-- Description of the task --
Replace every occurrence of "integer" with "whole-number" in the entries below, leaving everything else unchanged. Omit the pictures from your answer.

[Recorded data]
========
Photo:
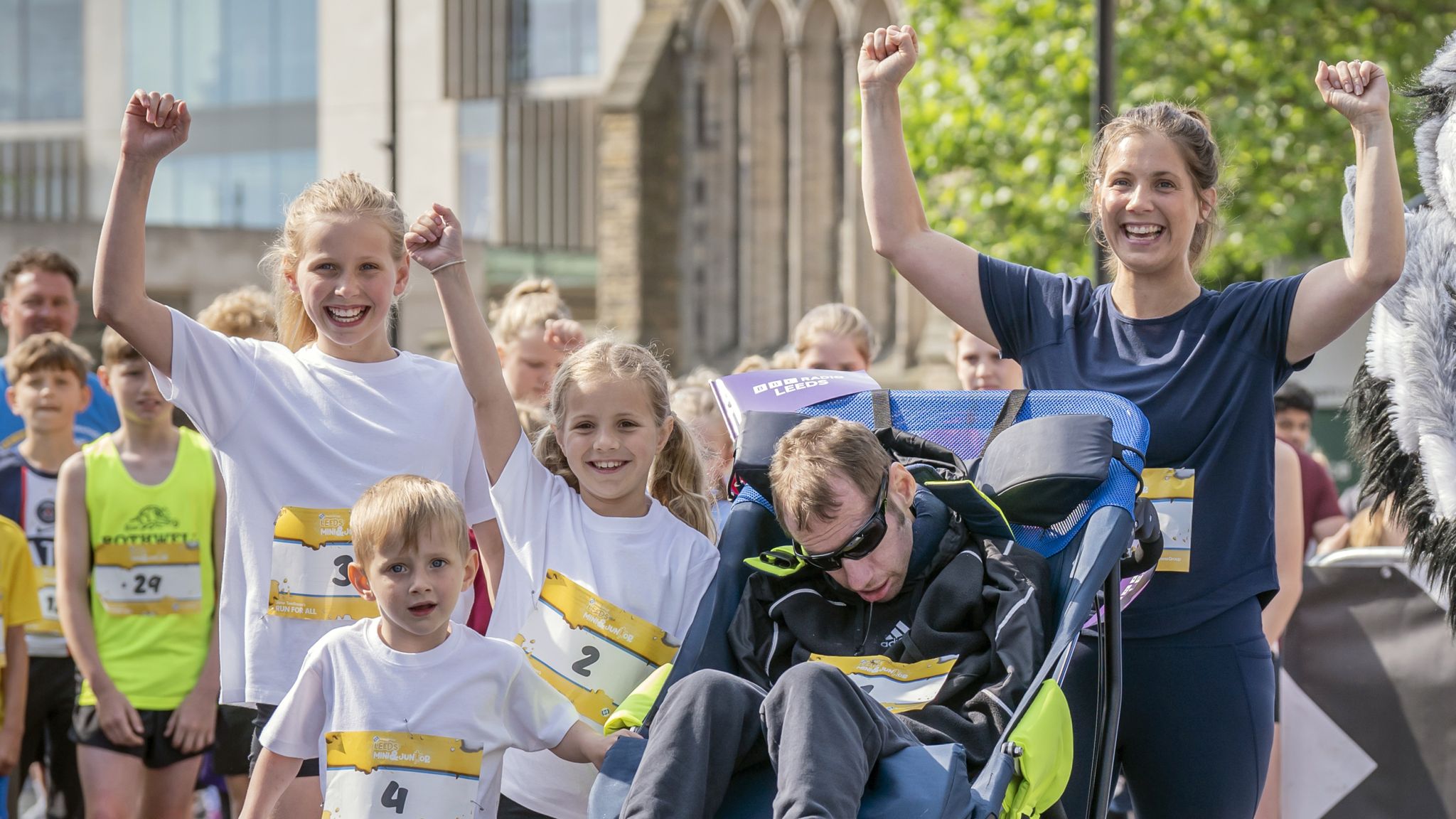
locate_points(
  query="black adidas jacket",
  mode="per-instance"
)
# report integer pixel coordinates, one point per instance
(983, 601)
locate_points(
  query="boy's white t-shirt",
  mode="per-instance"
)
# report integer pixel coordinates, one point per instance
(654, 567)
(297, 439)
(422, 734)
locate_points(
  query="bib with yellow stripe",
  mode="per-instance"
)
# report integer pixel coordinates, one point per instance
(589, 649)
(1171, 491)
(899, 687)
(397, 773)
(152, 572)
(312, 554)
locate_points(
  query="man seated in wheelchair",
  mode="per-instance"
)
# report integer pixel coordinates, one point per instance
(886, 624)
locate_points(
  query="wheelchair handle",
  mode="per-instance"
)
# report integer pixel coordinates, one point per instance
(1147, 540)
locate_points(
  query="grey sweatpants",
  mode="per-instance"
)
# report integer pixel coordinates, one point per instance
(822, 734)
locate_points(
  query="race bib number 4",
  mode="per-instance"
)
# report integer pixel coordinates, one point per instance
(147, 579)
(589, 649)
(899, 687)
(311, 567)
(400, 774)
(1171, 491)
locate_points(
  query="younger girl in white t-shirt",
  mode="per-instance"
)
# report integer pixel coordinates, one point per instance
(301, 427)
(609, 525)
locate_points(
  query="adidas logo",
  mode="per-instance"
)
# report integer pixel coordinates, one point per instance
(900, 630)
(152, 518)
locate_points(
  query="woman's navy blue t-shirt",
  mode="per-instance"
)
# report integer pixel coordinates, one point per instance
(1206, 379)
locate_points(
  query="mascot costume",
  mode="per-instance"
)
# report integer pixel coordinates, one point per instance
(1403, 404)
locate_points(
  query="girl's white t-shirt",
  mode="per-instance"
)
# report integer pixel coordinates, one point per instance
(422, 734)
(297, 439)
(654, 567)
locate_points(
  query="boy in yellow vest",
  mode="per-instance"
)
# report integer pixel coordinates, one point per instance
(18, 606)
(140, 512)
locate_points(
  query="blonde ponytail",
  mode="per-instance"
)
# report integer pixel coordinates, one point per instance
(678, 478)
(552, 456)
(348, 196)
(679, 483)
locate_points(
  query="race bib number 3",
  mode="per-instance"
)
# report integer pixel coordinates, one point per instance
(400, 774)
(1171, 491)
(589, 649)
(899, 687)
(311, 567)
(147, 579)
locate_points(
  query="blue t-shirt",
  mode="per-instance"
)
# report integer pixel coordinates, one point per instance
(98, 419)
(1206, 378)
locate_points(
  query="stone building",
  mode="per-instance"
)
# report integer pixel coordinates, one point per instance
(730, 178)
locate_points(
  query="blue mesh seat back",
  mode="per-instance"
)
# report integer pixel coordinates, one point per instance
(961, 422)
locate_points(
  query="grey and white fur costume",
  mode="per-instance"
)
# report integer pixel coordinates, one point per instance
(1403, 404)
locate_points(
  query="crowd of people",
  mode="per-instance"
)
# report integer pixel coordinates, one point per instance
(306, 551)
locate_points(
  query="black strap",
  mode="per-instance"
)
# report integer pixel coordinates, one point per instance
(882, 401)
(1008, 414)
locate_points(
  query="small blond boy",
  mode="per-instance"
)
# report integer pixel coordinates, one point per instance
(410, 712)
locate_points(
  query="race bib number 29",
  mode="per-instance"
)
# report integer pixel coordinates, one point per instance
(149, 579)
(589, 649)
(311, 567)
(400, 774)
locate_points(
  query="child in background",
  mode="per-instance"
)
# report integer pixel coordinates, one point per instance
(140, 518)
(18, 608)
(301, 426)
(751, 365)
(412, 713)
(696, 407)
(609, 518)
(835, 337)
(47, 388)
(980, 366)
(247, 312)
(529, 353)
========
-- Task output --
Photo:
locate_points(
  query="black adidas jacket",
  mode="per-instance"
)
# report whole-number pixel coordinates, one point per instance
(983, 601)
locate_points(
  query="boy's white t-shirt",
  mode="per-instance"
)
# report whole-number pixel coordinates, one point per instance
(654, 567)
(297, 439)
(422, 734)
locate_points(
  query="bib with yellow stripe",
  mode="per-instance"
)
# report whole-number pixel coordinates, one point per instance
(589, 649)
(1171, 491)
(899, 687)
(397, 773)
(152, 572)
(312, 554)
locate_points(
  query="man seated in wheelchair",
  mode="per-instance"
)
# report whole-number pixel coordinates, one point per instance
(886, 624)
locate_points(
  query="wheelchair handle",
  mode="per-instance"
)
# report whole-number pixel coordinates, one point per instance
(1147, 540)
locate_points(
  query="grey sweatpants",
  mode="per-instance"
)
# report whole-number pixel coordinates, one point per instance
(822, 734)
locate_points(
  query="race bib number 4",
  mode="per-instance"
)
# report whole-number pixel coordinates, one point per instance
(147, 579)
(589, 649)
(899, 687)
(311, 567)
(400, 774)
(1171, 491)
locate_points(
  query="younger girl in white t-shirt",
  mode="per-instance"
)
# report whole-number pixel coordinates, one point per instance
(301, 427)
(609, 525)
locate_points(
  query="adidas logo",
  mode="per-instance"
)
# report whole-number pixel coordinates, one point per instance
(900, 630)
(152, 518)
locate_points(
  query="woman's navy blue t-shirt",
  mode="per-instance"
)
# report whole-number pixel coordinates, one point per instance
(1206, 379)
locate_points(
  query="mascot costume",
  mode="per-instance"
)
# report whole-number pixel coordinates, one point per instance
(1403, 404)
locate_points(
  query="girl's white t-shirt",
  mode="per-instance"
)
# report whole-number pixel coordinates, one point per instance
(422, 734)
(297, 439)
(654, 567)
locate_points(
  query="boy in yellow vest",
  mode="per-instance"
)
# report whole-number pixel coordinates, one point per instance
(18, 606)
(140, 512)
locate_points(
  query="blonde ponytail",
  mode="per-instance"
)
# report whole-number pixel coordinates, one point per instance
(678, 478)
(552, 456)
(348, 196)
(679, 483)
locate_points(
  query="race bib number 3",
  mode="per-instance"
)
# report whole-number pixel coordinates, one point per instance
(400, 774)
(1171, 491)
(589, 649)
(899, 687)
(311, 567)
(147, 579)
locate_points(
  query="blue t-shirt",
  mode="per-instance"
)
# report whole-number pixel coordinates, one point per instance
(98, 419)
(1206, 378)
locate_points(
  query="stone building",
  mode="per-instance"
)
# report whole-number pixel coordinates, one point per instance
(730, 178)
locate_points(
  query="blue mesh seat back",
  mode="per-instance"
)
# report whole-number pixel coordinates, one point per instance
(961, 422)
locate_points(
  query="grey and white fur costume",
  mode="per-instance"
)
# report whole-number pixel coordinates, one point per instance
(1403, 404)
locate_points(
  query="crowd of people",
  mode="per-instance"
)
# report whole-number pixel coordinates, one point per instance
(306, 551)
locate_points(
  query="black strap",
  mode="per-instance"
)
# report whole-number pixel coordinates, one point per instance
(882, 401)
(1008, 414)
locate_points(
  query="small blond boy",
  mode="per-instance"
)
# report whole-number pixel coordinates, one point per instance
(410, 712)
locate_points(
  query="race bib number 29",
  mode="per-instance"
)
# report whole-number pixel coordinates, one point per instance
(149, 579)
(589, 649)
(311, 567)
(400, 774)
locate_points(
  query="child in background",
  mode="per-instance"
)
# report whole-number pixel coordinates, one point per instance
(140, 518)
(18, 608)
(301, 426)
(751, 365)
(412, 713)
(696, 407)
(609, 518)
(835, 337)
(47, 388)
(980, 366)
(247, 312)
(529, 353)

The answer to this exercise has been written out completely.